> SET TASK 1:
According to the piece on the Electoral College, by how many votes did John Kerry win California in 2004?
> SET TASK 2:
Continue the piece on the Electoral College and the National Popular Vote plan, picking up after its final sentence.
-------- EXTRACT --------
In every presidential election, only one question matters: which candidate will get the 270 votes needed to win the Electoral College?

Our Founders so deeply feared a tyranny of the majority that they rejected the idea of a direct vote for President. That's why they created the Electoral College. For more than two centuries it has encouraged coalition building, given a voice to both big and small states, and discouraged voter fraud.

Unfortunately, there is now a well-financed, below-the-radar effort to do away with the Electoral College. It is called National Popular Vote or NPV, and it wants to do exactly what the Founders rejected: award the job of President to the person who gets the most votes nationally.

Even if you agree with this goal, it's hard to agree with their method. Rather than amend the Constitution, which they have no chance of doing, NPV plans an end run around it.

Here's what NPV does: it asks states to sign a contract to give their presidential electors to the winner of the national popular vote instead of the winner of the state's popular vote.

What does that mean in practice? It means that if NPV had been in place in 2004, for example, when George W. Bush won the national vote, California's electoral votes would have gone to Bush, even though John Kerry won that state by 1.2 million votes!

Can you imagine strongly Democratic California calmly awarding its electors to a Republican?
-------- INFORMATION PROVIDED --------
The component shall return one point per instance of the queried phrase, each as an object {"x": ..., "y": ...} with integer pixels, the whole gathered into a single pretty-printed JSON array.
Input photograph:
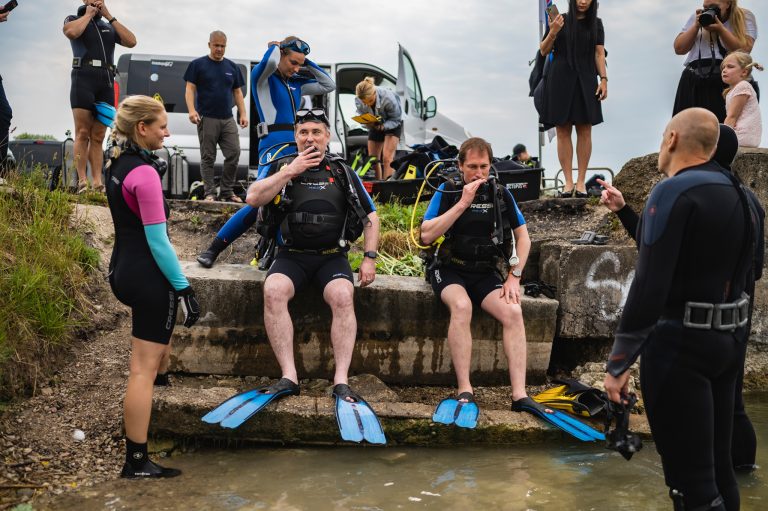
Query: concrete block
[
  {"x": 639, "y": 175},
  {"x": 400, "y": 335},
  {"x": 592, "y": 286}
]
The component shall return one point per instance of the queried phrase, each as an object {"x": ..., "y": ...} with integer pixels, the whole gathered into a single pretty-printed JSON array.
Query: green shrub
[
  {"x": 397, "y": 254},
  {"x": 44, "y": 265}
]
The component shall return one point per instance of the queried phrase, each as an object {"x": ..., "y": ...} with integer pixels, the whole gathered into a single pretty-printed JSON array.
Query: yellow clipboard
[{"x": 366, "y": 118}]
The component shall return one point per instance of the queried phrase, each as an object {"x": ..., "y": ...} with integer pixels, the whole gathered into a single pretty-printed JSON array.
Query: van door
[{"x": 411, "y": 99}]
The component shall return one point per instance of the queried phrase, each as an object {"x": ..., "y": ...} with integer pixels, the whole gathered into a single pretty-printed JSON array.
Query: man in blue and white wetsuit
[{"x": 277, "y": 89}]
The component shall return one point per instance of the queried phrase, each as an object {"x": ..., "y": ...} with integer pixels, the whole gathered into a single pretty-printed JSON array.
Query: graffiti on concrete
[{"x": 605, "y": 277}]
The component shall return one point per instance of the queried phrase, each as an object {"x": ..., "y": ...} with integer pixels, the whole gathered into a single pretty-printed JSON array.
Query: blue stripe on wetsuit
[
  {"x": 276, "y": 103},
  {"x": 365, "y": 192},
  {"x": 165, "y": 255}
]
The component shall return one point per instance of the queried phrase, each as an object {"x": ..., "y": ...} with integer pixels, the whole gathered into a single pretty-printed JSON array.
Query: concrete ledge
[
  {"x": 400, "y": 338},
  {"x": 303, "y": 420},
  {"x": 592, "y": 285}
]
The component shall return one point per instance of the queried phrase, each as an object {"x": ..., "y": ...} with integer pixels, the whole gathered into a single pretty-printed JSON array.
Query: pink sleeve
[
  {"x": 143, "y": 193},
  {"x": 743, "y": 88}
]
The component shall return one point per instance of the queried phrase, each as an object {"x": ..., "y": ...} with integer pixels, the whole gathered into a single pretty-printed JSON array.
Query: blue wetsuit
[{"x": 277, "y": 100}]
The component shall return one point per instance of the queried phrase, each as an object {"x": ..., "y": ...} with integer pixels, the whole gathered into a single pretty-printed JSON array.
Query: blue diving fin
[
  {"x": 559, "y": 419},
  {"x": 357, "y": 420},
  {"x": 453, "y": 411},
  {"x": 238, "y": 409}
]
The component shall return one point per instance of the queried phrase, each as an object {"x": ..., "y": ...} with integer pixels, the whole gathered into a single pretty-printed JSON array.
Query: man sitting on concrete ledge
[
  {"x": 480, "y": 223},
  {"x": 317, "y": 208}
]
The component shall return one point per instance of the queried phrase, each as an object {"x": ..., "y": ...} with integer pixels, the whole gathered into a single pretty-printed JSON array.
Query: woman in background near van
[
  {"x": 573, "y": 93},
  {"x": 708, "y": 36},
  {"x": 93, "y": 33},
  {"x": 383, "y": 135},
  {"x": 144, "y": 272}
]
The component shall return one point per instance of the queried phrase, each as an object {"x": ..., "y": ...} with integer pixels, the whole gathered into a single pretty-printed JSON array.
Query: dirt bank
[{"x": 39, "y": 453}]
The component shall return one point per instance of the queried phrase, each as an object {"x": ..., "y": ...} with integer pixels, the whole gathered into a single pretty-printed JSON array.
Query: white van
[{"x": 163, "y": 76}]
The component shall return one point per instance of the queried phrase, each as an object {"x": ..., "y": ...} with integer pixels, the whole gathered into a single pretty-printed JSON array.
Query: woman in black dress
[{"x": 572, "y": 93}]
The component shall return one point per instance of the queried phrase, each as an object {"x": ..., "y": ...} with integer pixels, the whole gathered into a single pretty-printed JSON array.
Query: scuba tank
[{"x": 179, "y": 178}]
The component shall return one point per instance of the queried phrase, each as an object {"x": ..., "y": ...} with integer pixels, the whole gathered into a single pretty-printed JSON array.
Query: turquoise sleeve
[{"x": 165, "y": 255}]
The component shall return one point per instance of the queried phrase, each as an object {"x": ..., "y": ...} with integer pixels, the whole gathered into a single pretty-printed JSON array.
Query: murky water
[{"x": 555, "y": 476}]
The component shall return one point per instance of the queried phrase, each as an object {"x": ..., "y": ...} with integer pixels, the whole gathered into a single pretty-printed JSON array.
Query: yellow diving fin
[{"x": 574, "y": 397}]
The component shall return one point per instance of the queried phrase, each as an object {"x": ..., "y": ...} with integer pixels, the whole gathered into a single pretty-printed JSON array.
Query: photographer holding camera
[
  {"x": 93, "y": 33},
  {"x": 712, "y": 32}
]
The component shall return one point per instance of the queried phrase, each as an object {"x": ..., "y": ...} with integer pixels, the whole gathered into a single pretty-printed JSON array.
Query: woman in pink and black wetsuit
[{"x": 144, "y": 271}]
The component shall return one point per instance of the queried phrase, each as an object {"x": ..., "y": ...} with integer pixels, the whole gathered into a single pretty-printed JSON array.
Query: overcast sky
[{"x": 471, "y": 54}]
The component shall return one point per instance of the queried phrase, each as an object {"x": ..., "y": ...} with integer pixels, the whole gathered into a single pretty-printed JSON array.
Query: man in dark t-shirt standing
[{"x": 213, "y": 82}]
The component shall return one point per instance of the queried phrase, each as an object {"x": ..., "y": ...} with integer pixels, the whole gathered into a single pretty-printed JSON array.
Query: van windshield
[{"x": 163, "y": 78}]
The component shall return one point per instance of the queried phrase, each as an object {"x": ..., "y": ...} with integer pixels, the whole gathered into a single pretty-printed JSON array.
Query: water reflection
[{"x": 555, "y": 476}]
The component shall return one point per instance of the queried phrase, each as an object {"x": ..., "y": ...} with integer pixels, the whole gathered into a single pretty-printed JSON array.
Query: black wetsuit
[
  {"x": 309, "y": 231},
  {"x": 694, "y": 247},
  {"x": 469, "y": 256},
  {"x": 744, "y": 441},
  {"x": 5, "y": 123},
  {"x": 135, "y": 276},
  {"x": 93, "y": 71}
]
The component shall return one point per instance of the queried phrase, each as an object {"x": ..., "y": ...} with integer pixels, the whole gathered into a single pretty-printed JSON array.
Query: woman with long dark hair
[
  {"x": 709, "y": 35},
  {"x": 572, "y": 92}
]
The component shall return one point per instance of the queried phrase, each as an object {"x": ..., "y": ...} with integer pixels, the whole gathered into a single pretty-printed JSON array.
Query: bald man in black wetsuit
[
  {"x": 744, "y": 440},
  {"x": 687, "y": 312}
]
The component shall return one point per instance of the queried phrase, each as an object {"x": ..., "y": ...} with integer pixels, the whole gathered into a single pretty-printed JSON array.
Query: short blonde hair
[
  {"x": 366, "y": 88},
  {"x": 132, "y": 111},
  {"x": 744, "y": 60}
]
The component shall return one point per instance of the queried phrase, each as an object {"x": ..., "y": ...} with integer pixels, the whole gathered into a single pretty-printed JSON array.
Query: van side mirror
[{"x": 431, "y": 107}]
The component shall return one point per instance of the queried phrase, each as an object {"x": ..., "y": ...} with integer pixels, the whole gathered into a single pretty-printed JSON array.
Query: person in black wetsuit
[
  {"x": 744, "y": 441},
  {"x": 687, "y": 311},
  {"x": 144, "y": 272},
  {"x": 93, "y": 33},
  {"x": 5, "y": 116}
]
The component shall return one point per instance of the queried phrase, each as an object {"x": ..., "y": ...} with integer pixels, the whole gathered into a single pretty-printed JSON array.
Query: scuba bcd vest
[
  {"x": 318, "y": 210},
  {"x": 481, "y": 237}
]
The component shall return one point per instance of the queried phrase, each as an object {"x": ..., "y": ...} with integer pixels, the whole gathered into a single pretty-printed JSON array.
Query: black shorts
[
  {"x": 91, "y": 85},
  {"x": 378, "y": 136},
  {"x": 320, "y": 269},
  {"x": 477, "y": 284},
  {"x": 152, "y": 301}
]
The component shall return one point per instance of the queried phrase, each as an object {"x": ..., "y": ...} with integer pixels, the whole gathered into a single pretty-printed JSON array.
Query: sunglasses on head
[
  {"x": 313, "y": 114},
  {"x": 296, "y": 45}
]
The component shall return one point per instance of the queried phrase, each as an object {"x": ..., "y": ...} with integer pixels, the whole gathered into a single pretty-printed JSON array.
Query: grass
[
  {"x": 44, "y": 266},
  {"x": 397, "y": 254}
]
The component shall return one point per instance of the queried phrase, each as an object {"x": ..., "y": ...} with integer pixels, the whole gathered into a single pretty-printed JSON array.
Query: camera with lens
[
  {"x": 709, "y": 15},
  {"x": 620, "y": 438}
]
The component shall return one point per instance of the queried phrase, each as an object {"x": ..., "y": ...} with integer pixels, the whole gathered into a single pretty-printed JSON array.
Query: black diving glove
[{"x": 190, "y": 307}]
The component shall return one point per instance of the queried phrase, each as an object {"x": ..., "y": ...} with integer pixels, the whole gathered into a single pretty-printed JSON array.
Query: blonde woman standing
[
  {"x": 144, "y": 272},
  {"x": 714, "y": 30},
  {"x": 384, "y": 134}
]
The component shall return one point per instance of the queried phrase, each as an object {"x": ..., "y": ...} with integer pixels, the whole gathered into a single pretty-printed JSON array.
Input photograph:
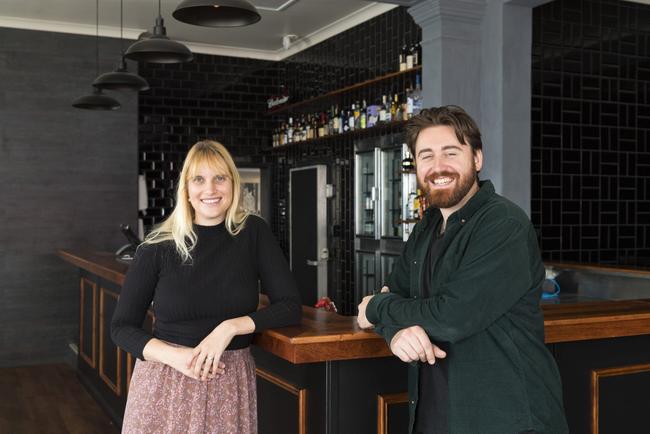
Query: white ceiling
[{"x": 310, "y": 20}]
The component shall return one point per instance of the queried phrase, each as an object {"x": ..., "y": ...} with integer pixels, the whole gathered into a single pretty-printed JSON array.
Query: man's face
[{"x": 446, "y": 169}]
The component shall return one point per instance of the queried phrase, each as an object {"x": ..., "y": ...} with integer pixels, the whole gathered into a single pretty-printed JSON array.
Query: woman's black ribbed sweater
[{"x": 220, "y": 282}]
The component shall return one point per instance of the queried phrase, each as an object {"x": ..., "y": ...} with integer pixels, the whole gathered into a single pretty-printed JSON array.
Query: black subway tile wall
[
  {"x": 591, "y": 131},
  {"x": 213, "y": 97}
]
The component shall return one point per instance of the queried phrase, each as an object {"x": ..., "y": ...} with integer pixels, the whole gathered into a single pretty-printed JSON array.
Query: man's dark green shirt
[{"x": 484, "y": 302}]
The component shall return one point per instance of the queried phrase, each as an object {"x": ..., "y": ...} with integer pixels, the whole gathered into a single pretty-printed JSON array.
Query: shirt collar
[{"x": 485, "y": 192}]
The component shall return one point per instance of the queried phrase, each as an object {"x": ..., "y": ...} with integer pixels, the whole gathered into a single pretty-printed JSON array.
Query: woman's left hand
[{"x": 206, "y": 357}]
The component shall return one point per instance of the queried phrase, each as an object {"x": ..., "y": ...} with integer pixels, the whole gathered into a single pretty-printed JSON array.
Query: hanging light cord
[
  {"x": 121, "y": 27},
  {"x": 96, "y": 38}
]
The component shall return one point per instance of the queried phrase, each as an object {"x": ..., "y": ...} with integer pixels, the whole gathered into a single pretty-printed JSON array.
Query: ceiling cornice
[{"x": 359, "y": 16}]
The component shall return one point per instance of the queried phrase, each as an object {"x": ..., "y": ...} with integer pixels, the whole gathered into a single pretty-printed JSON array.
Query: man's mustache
[{"x": 430, "y": 177}]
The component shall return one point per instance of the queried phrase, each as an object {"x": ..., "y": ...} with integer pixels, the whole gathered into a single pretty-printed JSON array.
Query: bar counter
[{"x": 341, "y": 367}]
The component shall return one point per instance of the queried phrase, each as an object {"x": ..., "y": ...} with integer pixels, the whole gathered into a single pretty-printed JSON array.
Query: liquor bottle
[
  {"x": 283, "y": 137},
  {"x": 408, "y": 106},
  {"x": 410, "y": 57},
  {"x": 290, "y": 130},
  {"x": 363, "y": 116},
  {"x": 407, "y": 162},
  {"x": 357, "y": 115},
  {"x": 336, "y": 121},
  {"x": 321, "y": 125},
  {"x": 351, "y": 119},
  {"x": 416, "y": 95},
  {"x": 309, "y": 131},
  {"x": 382, "y": 109},
  {"x": 402, "y": 58},
  {"x": 394, "y": 109}
]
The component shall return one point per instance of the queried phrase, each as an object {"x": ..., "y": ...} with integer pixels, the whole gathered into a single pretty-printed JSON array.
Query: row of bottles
[
  {"x": 410, "y": 56},
  {"x": 358, "y": 116}
]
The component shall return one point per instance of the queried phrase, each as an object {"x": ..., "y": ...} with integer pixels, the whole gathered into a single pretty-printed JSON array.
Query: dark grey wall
[{"x": 68, "y": 178}]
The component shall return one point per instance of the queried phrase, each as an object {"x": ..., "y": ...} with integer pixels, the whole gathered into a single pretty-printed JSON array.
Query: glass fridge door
[
  {"x": 366, "y": 193},
  {"x": 391, "y": 192},
  {"x": 387, "y": 263},
  {"x": 366, "y": 274}
]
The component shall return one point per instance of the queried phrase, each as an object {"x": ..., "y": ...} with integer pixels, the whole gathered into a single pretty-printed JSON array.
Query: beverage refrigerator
[{"x": 385, "y": 200}]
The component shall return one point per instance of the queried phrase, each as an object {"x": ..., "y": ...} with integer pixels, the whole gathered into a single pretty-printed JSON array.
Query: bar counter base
[{"x": 331, "y": 397}]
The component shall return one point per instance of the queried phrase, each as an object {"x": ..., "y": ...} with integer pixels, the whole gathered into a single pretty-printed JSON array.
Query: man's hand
[
  {"x": 412, "y": 343},
  {"x": 361, "y": 319}
]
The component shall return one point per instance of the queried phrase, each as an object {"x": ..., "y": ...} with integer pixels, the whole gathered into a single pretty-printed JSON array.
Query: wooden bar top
[{"x": 324, "y": 336}]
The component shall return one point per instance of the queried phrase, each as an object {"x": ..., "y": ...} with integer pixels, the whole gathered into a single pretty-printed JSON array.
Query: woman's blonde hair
[{"x": 178, "y": 226}]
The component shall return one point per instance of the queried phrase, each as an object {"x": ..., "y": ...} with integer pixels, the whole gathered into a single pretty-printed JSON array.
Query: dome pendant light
[
  {"x": 121, "y": 78},
  {"x": 97, "y": 100},
  {"x": 158, "y": 48},
  {"x": 217, "y": 13}
]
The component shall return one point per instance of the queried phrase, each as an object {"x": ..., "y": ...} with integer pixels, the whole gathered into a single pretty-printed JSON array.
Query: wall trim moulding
[{"x": 357, "y": 17}]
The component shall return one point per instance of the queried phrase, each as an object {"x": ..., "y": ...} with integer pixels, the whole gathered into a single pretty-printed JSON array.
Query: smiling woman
[{"x": 201, "y": 268}]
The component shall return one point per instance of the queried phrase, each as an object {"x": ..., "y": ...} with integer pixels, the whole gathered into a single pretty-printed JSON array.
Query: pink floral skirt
[{"x": 162, "y": 400}]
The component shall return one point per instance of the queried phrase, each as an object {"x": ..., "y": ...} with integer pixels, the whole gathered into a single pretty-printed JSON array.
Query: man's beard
[{"x": 448, "y": 198}]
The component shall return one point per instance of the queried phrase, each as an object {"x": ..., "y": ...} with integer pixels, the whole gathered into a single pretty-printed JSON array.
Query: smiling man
[{"x": 462, "y": 303}]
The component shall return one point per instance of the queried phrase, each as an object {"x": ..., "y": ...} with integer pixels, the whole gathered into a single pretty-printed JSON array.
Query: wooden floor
[{"x": 48, "y": 399}]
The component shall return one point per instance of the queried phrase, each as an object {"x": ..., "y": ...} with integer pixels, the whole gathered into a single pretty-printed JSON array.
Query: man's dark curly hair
[{"x": 453, "y": 116}]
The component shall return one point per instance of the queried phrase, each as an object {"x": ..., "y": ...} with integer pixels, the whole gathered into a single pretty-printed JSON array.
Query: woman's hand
[
  {"x": 179, "y": 359},
  {"x": 206, "y": 357},
  {"x": 173, "y": 356}
]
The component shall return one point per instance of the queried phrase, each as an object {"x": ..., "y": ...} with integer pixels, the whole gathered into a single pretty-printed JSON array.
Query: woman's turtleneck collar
[{"x": 207, "y": 231}]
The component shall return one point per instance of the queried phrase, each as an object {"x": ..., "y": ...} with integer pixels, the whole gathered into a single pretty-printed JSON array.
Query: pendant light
[
  {"x": 217, "y": 13},
  {"x": 158, "y": 48},
  {"x": 121, "y": 78},
  {"x": 97, "y": 100}
]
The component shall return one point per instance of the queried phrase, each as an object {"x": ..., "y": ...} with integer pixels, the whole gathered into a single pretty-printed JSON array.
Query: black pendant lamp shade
[
  {"x": 121, "y": 79},
  {"x": 158, "y": 48},
  {"x": 96, "y": 101},
  {"x": 217, "y": 13}
]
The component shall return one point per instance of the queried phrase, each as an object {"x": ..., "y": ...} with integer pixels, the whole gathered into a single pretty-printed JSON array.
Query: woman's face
[{"x": 210, "y": 193}]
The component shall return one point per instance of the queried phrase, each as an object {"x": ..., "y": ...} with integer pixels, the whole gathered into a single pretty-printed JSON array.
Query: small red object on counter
[{"x": 327, "y": 304}]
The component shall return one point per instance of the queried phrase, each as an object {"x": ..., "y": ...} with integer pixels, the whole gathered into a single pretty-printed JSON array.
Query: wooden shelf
[
  {"x": 288, "y": 107},
  {"x": 377, "y": 129}
]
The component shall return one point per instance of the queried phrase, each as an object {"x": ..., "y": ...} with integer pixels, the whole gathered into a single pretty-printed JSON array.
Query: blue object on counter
[{"x": 555, "y": 293}]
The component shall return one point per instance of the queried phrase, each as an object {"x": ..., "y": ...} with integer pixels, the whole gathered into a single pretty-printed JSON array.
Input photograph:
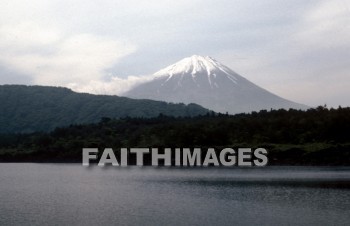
--------
> FINAL RESULT 1:
By 1.2 million votes.

> FINAL RESULT 2:
Another problem with NPV's plan is that it robs states of their sovereignty. A key benefit of the Electoral College system is that it decentralizes control over the election. Currently, a presidential election is really 51 separate elections: one in each state and one in D.C.

These 51 separate processes exist, side-by-side, in harmony. They do not -- and cannot -- interfere with each other.

California's election code applies only to California and determines that state's electors. So a vote cast in Texas can never change the identity of a California elector.

NPV would disrupt this careful balance. It would force all voters into one national election pool. Thus, a vote cast in Texas will always affect the outcome in California. And the existence of a different election code in Texas always has the potential to unfairly affect a voter in California.

Why?

Because state election codes can differ drastically. States have different rules about early voting, registering to vote, and qualifying for the ballot. They have different policies regarding felon voting. They have different triggers for recounts.

Each and every one of these differences is an opportunity for someone, somewhere to file a lawsuit claiming unfair treatment.

Why should a voter in New York get more or less time to early vote than a voter in Florida? Why should a hanging chad count in Florida, but not in Ohio? The list of possible complaints is endless.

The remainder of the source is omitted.